## [What you should do]
Continue the text on subtyping below, starting right after its final sentence.

***** Reading text

Type Checking: Subtyping

Introduction

At the very least when it comes to types, something of type $\texttt{A}$ can be used whenever something of type $\texttt{A}$ is expected.

$\texttt{int a = 5}\newline\texttt{float b = 5.0}$

Is there any leeway for flexibility? Specifically, does there exist a notion of type substitutability?

$\texttt{float b = 5}$

This makes sense because an $\texttt{int}$ is a subset of a $\texttt{float}$. In other words, a $\texttt{float}$ can do anything an $\texttt{int}$ can do.

$\cancel{\texttt{int b = 5.0}}$

This won’t work. An $\texttt{int}$ cannot do everything a $\texttt{float}$ can do (cannot represent all of its values). A quick way to break this is: $$\texttt{int b = 5.5}$$

Definition

$S <: T$ means that $S$ is a subtype of $T$.

This means that anything of type $S$ can be used whenever type $T$ is expected.

So in the above example: $$\texttt{int}<:\texttt{float}$$

You can think of it as $S$ is more restrictive (to typecheck) than $T$ since if you want to do something with $T$, you should also be able to do it with $S$.

Structures

Width Subtyping

Class Hierarchy

Suppose a class lineage has the following structures.

$$ \begin{align*} &\texttt{class Animal:}\newline &\texttt{\qquad string name}\newline &\texttt{\qquad int age}\newline &\texttt{\qquad void}\rightarrow\texttt{void makeNoise}\newline &\newline &\texttt{class Mammal extends Animal:}\newline &\texttt{\qquad string furColor}\newline &\newline &\texttt{class Human extends Mammal:}\newline &\texttt{\qquad string occupation}\newline &\texttt{\qquad int netWorth}\newline &\texttt{\qquad void}\rightarrow\texttt{int doTaxes} \end{align*} $$

By definition of class hierarchy, a child has every characteristic its parent has. For example, $\texttt{Human}$ has a $\texttt{furColor}$, and transitively, since $\texttt{Mammal}$ has a $\texttt{name}$ (among other things), so does $\texttt{Human}$.

Since children have everything their parents have (and thus can do anything the parents can do): $$\texttt{Human} <: \texttt{Mammal}$$ $$\texttt{Mammal} <: \texttt{Animal}$$ $$- \textit{and transitively } -$$ $$\texttt{Human} <: \texttt{Animal}$$

Generally:

$$\texttt{Child} <: \texttt{Parent}$$

This is called width subtyping since supertypes (opposite of subtypes) contain a subset of fields (along the width of the class definition).

Unrelated structures

The notion of width subtyping can be extended to datatypes without hierarchical relationships.

For example, suppose there are two unrelated datatypes with the following definitions.

**********
***** Records shown

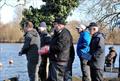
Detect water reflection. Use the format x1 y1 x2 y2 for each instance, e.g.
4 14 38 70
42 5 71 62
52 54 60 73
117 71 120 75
0 43 120 81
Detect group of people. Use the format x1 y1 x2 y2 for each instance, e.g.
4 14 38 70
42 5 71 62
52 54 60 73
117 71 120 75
19 18 105 81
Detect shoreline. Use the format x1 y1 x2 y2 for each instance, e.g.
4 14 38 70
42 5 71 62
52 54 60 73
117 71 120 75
0 42 120 45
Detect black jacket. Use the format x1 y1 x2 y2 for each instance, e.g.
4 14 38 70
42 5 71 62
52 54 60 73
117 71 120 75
21 29 40 54
49 28 74 62
90 32 105 69
40 32 51 47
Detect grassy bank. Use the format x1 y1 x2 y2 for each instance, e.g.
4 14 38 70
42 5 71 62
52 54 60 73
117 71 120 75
0 25 23 43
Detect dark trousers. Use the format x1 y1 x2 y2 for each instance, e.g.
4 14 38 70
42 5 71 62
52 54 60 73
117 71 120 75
38 55 48 81
80 58 91 81
26 54 39 81
90 68 103 81
64 60 73 81
47 62 67 81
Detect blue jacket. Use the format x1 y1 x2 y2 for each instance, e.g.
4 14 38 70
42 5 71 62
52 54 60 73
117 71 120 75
77 31 91 60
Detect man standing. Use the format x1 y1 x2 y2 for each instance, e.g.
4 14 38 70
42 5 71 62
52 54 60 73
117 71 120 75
38 22 51 81
89 22 105 81
48 18 72 81
19 21 40 81
76 24 91 81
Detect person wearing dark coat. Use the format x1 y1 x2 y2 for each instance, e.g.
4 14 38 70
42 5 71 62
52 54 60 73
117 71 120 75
47 18 74 81
118 53 120 78
89 22 105 81
19 21 40 81
38 22 51 81
105 47 117 68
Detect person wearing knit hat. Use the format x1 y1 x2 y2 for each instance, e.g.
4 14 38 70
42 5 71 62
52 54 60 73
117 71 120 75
38 22 51 81
76 24 91 81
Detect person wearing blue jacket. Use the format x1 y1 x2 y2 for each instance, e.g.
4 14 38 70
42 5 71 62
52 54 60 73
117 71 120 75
76 24 91 81
88 22 105 81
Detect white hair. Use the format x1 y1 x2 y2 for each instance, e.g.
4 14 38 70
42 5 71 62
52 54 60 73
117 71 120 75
94 26 99 32
76 24 86 30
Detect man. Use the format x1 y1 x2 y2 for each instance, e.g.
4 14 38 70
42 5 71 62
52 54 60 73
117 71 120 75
105 47 117 68
19 21 40 81
76 24 91 81
38 22 51 81
48 18 74 81
118 54 120 78
89 22 105 81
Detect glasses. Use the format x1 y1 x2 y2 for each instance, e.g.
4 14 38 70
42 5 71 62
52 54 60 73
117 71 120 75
89 28 95 31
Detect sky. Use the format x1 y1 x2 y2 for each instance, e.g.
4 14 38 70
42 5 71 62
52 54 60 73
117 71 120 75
0 0 94 24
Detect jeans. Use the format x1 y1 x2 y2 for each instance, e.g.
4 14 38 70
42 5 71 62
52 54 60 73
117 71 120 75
80 58 91 81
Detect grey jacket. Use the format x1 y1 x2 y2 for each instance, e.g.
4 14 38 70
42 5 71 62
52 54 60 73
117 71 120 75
21 29 40 54
49 28 74 62
90 32 105 69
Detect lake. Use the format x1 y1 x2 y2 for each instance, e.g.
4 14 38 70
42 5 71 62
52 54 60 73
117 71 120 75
0 43 120 81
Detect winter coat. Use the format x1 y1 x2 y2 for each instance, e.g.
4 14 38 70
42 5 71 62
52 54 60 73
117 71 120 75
90 32 105 69
77 31 91 60
49 28 74 62
40 32 51 47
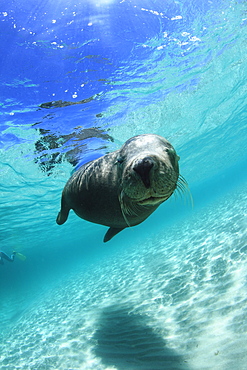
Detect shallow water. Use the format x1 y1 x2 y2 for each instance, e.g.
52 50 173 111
0 0 247 370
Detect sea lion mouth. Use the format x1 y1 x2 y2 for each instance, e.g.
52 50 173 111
138 196 169 206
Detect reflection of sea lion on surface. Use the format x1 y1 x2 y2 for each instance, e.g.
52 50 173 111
57 134 185 242
35 127 113 175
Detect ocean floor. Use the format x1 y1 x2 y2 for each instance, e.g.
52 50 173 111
0 181 247 370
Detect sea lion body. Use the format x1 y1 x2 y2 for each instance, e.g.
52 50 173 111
57 134 179 241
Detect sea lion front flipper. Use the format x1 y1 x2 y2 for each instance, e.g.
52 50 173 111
56 198 70 225
104 227 125 243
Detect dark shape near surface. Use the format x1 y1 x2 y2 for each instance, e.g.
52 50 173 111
57 134 182 242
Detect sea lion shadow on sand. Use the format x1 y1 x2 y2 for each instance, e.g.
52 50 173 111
93 306 189 370
56 134 187 242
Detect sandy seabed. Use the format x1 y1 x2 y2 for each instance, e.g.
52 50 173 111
0 183 247 370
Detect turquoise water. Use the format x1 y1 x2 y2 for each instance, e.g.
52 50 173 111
0 0 247 370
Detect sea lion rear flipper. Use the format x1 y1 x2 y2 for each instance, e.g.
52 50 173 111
104 227 125 243
56 198 70 225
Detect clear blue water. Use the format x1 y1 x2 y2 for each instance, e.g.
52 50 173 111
0 0 247 370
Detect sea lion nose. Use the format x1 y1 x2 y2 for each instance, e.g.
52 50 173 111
133 157 154 188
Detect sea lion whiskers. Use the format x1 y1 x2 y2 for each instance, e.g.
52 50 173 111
174 175 194 208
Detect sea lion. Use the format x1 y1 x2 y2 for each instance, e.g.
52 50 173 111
56 134 185 242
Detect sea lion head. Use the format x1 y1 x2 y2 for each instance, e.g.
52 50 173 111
117 134 179 220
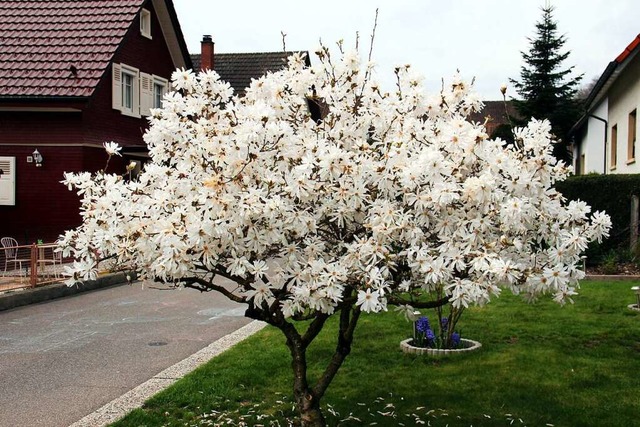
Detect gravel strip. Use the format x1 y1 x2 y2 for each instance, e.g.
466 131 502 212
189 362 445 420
69 321 266 427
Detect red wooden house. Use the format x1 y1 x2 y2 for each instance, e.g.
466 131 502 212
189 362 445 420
0 0 192 243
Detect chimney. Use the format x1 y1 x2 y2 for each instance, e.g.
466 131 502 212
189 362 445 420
200 35 214 71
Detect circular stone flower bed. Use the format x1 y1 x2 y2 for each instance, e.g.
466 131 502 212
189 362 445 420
400 338 482 357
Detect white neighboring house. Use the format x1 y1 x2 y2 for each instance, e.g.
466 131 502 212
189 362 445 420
571 34 640 175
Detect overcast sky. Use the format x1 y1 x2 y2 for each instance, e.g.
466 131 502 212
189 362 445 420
174 0 640 100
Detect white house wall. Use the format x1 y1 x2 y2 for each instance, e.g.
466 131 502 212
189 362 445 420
574 98 610 174
609 55 640 173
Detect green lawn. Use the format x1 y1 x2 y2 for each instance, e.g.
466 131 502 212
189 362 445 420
113 282 640 427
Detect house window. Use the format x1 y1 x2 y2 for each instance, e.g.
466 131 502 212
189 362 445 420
111 64 140 117
140 73 169 116
0 157 16 206
140 9 151 39
153 80 167 108
611 125 618 170
122 72 134 111
627 110 636 163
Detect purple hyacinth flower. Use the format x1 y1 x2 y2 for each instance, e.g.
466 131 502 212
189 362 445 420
425 329 436 344
416 316 431 334
451 332 460 347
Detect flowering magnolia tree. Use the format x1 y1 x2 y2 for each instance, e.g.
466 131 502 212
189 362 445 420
62 47 610 426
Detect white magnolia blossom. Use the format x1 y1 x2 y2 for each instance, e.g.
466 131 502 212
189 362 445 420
102 141 122 156
62 48 611 317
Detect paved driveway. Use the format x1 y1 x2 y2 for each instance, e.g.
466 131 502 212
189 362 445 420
0 283 249 427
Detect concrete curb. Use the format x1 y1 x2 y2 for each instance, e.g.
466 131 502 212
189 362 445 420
69 320 267 427
0 272 135 311
584 274 640 282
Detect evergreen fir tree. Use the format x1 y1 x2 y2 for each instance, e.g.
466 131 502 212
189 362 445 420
510 5 582 163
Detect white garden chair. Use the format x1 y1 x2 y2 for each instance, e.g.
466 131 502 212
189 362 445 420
0 237 31 275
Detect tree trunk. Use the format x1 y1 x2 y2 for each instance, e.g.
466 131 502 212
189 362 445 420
296 396 327 427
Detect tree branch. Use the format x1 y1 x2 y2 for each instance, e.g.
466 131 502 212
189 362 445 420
181 277 248 304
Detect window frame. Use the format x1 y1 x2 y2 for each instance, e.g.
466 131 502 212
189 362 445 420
140 9 152 40
111 63 141 118
627 108 638 164
610 123 618 170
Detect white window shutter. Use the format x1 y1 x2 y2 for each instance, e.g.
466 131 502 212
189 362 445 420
140 73 153 116
0 157 16 206
133 70 140 117
111 64 122 111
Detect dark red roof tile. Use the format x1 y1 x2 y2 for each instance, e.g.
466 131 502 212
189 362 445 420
0 0 144 97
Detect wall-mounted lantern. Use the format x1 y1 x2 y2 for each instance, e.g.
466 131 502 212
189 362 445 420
33 148 44 168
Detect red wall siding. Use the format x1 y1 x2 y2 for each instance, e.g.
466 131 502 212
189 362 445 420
0 111 84 146
0 2 180 243
0 145 83 244
84 2 175 146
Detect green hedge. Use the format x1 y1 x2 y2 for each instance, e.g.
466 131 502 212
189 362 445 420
556 174 640 263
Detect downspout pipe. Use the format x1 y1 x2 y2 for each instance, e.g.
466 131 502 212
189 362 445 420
589 114 609 175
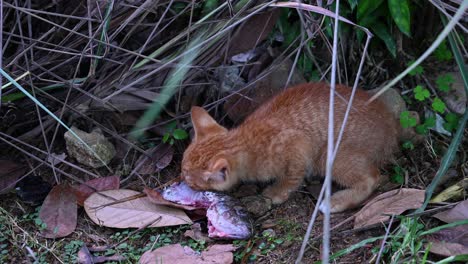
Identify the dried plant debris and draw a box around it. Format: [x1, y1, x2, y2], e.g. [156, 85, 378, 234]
[0, 160, 26, 194]
[139, 244, 236, 264]
[84, 189, 192, 228]
[39, 184, 77, 238]
[64, 127, 115, 168]
[354, 188, 425, 228]
[73, 176, 120, 206]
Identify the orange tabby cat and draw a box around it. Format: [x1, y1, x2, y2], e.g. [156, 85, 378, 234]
[182, 83, 399, 212]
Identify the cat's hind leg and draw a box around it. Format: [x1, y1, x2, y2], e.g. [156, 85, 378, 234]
[320, 151, 380, 213]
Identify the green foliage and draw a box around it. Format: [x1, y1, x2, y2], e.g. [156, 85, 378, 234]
[413, 85, 431, 101]
[372, 21, 396, 57]
[443, 113, 460, 132]
[233, 230, 284, 263]
[388, 0, 411, 37]
[401, 141, 414, 150]
[434, 40, 453, 61]
[406, 60, 424, 76]
[63, 240, 84, 263]
[390, 165, 405, 184]
[431, 97, 445, 113]
[348, 0, 358, 10]
[354, 0, 411, 57]
[180, 238, 207, 253]
[162, 121, 189, 145]
[106, 225, 190, 263]
[400, 111, 417, 128]
[372, 216, 429, 263]
[416, 117, 436, 135]
[436, 73, 455, 92]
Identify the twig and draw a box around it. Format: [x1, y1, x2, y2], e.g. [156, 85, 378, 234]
[375, 215, 395, 264]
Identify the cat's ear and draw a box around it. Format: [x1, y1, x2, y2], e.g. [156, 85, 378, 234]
[205, 158, 229, 183]
[191, 106, 227, 140]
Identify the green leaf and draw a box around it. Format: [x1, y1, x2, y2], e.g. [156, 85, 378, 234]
[402, 141, 414, 150]
[371, 22, 396, 57]
[436, 73, 455, 92]
[172, 128, 188, 140]
[416, 117, 436, 135]
[388, 0, 411, 37]
[424, 117, 436, 128]
[348, 0, 358, 10]
[443, 113, 460, 132]
[166, 121, 177, 133]
[390, 166, 405, 184]
[432, 97, 445, 113]
[163, 133, 171, 143]
[406, 60, 424, 76]
[434, 40, 453, 61]
[400, 111, 417, 128]
[413, 85, 431, 101]
[357, 0, 383, 21]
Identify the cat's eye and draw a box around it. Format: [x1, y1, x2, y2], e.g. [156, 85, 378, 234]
[219, 167, 227, 175]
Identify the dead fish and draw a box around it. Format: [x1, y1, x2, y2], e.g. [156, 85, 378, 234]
[162, 182, 252, 239]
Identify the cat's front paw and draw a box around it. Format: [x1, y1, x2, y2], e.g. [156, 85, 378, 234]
[319, 197, 346, 214]
[262, 188, 289, 204]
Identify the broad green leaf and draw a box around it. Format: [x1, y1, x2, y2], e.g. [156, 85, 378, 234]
[401, 141, 414, 150]
[348, 0, 358, 10]
[415, 117, 436, 135]
[371, 22, 396, 57]
[413, 85, 430, 101]
[436, 73, 455, 92]
[406, 60, 424, 76]
[400, 111, 417, 128]
[357, 0, 383, 21]
[432, 98, 445, 113]
[434, 40, 453, 61]
[388, 0, 411, 37]
[443, 113, 460, 132]
[163, 133, 171, 143]
[390, 166, 405, 184]
[172, 128, 188, 140]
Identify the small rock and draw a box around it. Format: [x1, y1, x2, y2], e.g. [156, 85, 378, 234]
[240, 195, 272, 217]
[262, 228, 276, 237]
[64, 127, 115, 168]
[367, 88, 406, 119]
[261, 219, 278, 229]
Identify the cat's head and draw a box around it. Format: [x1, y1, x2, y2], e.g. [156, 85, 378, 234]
[181, 106, 237, 191]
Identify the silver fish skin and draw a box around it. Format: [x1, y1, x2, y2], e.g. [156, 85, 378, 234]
[162, 182, 252, 239]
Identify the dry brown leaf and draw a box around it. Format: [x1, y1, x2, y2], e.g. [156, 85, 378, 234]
[428, 225, 468, 257]
[184, 223, 211, 242]
[77, 245, 125, 264]
[354, 188, 425, 228]
[73, 176, 120, 206]
[434, 200, 468, 223]
[140, 244, 236, 264]
[39, 184, 77, 238]
[227, 9, 280, 57]
[0, 160, 26, 194]
[84, 189, 192, 228]
[136, 143, 174, 175]
[143, 187, 197, 211]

**********

## [The reply]
$$ \begin{align*} &\texttt{struct Named:}\newline &\texttt{\qquad string name}\newline &\newline &\texttt{struct User:}\newline &\texttt{\qquad string name}\newline &\texttt{\qquad string age} \end{align*} $$

They have no explicit relationship. However, it sort of makes sense that whenever a program expects a $\texttt{Named}$ entity that we can pass it a $\texttt{User}$ (since anything a $\texttt{Named}$ has, a $\texttt{User}$ also has).

Example:

$$ \begin{align*} &\texttt{func rename(Named entity, string newName):}\newline &\texttt{\qquad entity.name = newName}\newline &\text{}\newline &\texttt{User user = }\lbrace\texttt{name: “glee”, age: 1000}\rbrace\newline &\texttt{rename(user, “not glee”)} \end{align*} $$

This can get fairly messy to type check in various type systems.

C++ has template metaprogramming (undecideable and thus limited by recursion depth)
Python uses duck typing

Depth Subtyping

Definition

Instead of subtyping at the top level, could we subtype at the field level (and thus, their fields recursively)?

$$ \begin{align*} &\texttt{class LivingSpace:}\newline &\texttt{\qquad Animal resident}\newline &\newline &\texttt{class Studio:}\newline &\texttt{\qquad Human resident} &\end{align*} $$

Does $\texttt{Studio} <: \texttt{LivingSpace}$?

Notice that these cannot have hierarchical relationships.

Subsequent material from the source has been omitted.